▸ **ACTIVITY**: Please retype the data that follows, starting at the line containing "First, scan the image for the strawberry" and stopping after the last line.

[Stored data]
↓

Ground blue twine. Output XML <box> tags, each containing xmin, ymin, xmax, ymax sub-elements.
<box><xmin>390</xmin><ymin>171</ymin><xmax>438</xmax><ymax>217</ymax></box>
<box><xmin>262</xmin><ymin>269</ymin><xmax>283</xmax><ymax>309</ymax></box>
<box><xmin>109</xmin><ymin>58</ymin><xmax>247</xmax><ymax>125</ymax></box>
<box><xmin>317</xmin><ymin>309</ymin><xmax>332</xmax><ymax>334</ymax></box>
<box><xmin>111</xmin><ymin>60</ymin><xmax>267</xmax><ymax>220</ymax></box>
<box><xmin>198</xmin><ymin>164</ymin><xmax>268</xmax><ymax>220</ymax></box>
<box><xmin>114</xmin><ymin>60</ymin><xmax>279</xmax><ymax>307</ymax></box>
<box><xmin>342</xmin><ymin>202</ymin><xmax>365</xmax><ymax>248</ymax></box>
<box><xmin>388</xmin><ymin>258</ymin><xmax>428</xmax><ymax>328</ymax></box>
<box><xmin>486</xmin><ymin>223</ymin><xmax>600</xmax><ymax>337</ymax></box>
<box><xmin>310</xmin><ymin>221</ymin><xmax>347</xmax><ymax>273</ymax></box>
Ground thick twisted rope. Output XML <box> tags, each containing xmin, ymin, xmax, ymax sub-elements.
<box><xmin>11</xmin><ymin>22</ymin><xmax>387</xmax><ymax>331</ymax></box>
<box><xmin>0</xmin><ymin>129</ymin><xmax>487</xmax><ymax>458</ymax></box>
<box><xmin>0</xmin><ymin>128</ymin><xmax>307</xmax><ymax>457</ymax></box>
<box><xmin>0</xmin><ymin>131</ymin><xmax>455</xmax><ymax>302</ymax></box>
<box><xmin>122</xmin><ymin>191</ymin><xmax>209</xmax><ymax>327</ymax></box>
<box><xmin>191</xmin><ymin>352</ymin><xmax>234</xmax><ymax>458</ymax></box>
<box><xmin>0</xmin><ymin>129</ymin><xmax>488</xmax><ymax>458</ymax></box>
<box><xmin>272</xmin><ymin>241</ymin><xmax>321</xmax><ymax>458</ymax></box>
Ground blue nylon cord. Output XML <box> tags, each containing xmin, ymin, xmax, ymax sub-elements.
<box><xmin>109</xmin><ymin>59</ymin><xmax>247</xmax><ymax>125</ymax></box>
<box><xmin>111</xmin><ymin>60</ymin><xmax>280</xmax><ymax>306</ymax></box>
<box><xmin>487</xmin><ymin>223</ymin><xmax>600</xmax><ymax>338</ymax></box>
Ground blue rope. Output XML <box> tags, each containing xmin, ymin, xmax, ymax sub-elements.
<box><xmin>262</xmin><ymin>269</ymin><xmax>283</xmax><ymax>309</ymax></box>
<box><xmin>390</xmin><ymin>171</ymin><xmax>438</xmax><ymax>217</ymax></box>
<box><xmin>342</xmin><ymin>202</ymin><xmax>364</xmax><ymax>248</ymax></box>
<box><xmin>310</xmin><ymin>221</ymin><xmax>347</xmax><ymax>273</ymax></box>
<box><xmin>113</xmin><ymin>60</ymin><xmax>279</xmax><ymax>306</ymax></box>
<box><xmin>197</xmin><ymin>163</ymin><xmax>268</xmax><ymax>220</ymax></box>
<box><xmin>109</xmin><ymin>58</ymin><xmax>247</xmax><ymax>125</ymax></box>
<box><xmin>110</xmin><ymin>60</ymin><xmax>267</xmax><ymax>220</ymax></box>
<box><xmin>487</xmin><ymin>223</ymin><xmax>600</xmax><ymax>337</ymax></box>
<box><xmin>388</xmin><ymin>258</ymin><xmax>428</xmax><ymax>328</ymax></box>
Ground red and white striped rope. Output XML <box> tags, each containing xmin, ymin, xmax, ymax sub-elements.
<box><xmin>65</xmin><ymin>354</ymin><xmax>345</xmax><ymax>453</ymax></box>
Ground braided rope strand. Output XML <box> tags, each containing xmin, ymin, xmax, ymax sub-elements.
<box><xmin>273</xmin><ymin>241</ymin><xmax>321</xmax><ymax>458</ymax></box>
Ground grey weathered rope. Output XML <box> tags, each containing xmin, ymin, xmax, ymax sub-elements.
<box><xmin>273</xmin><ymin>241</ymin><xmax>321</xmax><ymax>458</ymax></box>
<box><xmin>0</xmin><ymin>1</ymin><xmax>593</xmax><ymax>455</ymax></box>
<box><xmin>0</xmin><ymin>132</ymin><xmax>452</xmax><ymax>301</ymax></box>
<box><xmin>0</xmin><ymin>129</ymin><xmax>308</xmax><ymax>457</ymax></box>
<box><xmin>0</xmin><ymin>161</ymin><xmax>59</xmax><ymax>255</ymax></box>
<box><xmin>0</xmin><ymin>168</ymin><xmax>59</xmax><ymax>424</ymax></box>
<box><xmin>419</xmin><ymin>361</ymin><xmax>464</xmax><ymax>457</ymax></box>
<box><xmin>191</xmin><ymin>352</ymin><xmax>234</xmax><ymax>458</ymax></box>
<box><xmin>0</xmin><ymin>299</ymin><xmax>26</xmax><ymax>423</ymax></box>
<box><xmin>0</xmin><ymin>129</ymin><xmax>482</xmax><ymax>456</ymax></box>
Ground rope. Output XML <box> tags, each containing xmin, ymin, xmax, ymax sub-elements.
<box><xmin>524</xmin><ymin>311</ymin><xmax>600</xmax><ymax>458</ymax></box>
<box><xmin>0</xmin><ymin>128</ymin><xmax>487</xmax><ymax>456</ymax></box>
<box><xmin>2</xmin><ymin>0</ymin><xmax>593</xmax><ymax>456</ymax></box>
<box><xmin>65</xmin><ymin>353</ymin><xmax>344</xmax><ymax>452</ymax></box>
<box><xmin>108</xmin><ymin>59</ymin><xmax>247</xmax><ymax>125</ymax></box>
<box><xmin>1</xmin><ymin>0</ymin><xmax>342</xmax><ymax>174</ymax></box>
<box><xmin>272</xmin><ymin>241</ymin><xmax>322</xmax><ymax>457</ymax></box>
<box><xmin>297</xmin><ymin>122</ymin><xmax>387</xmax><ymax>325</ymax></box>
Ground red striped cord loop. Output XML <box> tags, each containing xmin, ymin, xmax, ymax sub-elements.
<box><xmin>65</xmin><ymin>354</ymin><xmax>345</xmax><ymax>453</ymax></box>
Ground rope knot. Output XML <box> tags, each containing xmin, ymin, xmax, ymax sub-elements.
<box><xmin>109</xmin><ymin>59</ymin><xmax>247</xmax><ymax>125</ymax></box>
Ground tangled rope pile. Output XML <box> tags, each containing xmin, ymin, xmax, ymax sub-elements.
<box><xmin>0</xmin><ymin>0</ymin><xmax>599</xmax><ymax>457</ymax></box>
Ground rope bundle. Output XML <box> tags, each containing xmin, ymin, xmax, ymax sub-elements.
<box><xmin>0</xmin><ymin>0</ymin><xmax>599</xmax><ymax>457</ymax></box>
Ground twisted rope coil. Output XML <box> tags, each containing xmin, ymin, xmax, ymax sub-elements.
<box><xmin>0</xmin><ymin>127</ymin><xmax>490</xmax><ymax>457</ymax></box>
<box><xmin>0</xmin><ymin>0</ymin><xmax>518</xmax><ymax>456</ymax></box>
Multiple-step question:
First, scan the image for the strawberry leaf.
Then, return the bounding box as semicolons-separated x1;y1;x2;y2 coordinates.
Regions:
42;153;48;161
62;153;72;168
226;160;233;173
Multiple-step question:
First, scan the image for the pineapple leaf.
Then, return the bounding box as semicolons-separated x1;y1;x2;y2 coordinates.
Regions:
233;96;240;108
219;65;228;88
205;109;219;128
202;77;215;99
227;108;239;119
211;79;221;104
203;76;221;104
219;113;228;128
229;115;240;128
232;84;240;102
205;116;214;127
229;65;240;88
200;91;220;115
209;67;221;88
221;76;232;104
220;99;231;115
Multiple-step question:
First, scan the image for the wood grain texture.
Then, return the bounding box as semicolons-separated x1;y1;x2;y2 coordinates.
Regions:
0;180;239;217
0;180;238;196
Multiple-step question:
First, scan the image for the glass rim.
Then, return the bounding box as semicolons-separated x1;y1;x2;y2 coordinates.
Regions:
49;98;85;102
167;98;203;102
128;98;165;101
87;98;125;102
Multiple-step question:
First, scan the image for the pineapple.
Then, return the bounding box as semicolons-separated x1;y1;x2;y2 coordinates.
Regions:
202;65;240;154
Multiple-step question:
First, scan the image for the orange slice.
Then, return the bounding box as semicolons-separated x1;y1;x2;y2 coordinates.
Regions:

↑

▸ **REPLY TO THE EXERCISE**:
First, scan the image for the strawberry leaf.
Then, return the bounding box as semicolons-separated x1;y1;x2;y2 coordinates.
Regions:
42;153;48;161
62;153;72;168
226;160;233;173
Multiple-step question:
First, scan the image for the pineapple leaf.
Then, return the bounding box as semicolons-separated x1;y1;x2;y2 coordinates.
Regions:
233;96;240;108
219;65;228;88
205;109;219;128
202;77;215;99
227;108;239;119
211;79;221;104
203;76;221;104
219;113;228;128
229;115;240;128
232;84;240;102
205;116;214;127
229;65;240;88
200;91;220;115
209;67;221;88
221;76;232;104
220;99;231;115
Multiple-step question:
First, scan the image for the wood grain texture.
Then, return the bounding box as semicolons-separated x1;y1;x2;y2 coordinates.
Regions:
0;180;239;217
0;180;238;196
Multiple-step question:
First, scan the image for the glass rim.
Then, return the bounding box as semicolons-separated x1;y1;x2;y2 coordinates.
Regions:
49;98;85;102
167;98;203;102
128;98;165;101
87;98;125;102
Multiple-step question:
First, scan the image for the pineapple.
Then, return the bounding box as semicolons-separated x1;y1;x2;y2 coordinates.
Regions:
202;65;240;154
Multiple-step question:
First, scan the image for the orange slice.
Then, return the bounding box as semicolons-separated x1;y1;x2;y2 coordinates.
Regions:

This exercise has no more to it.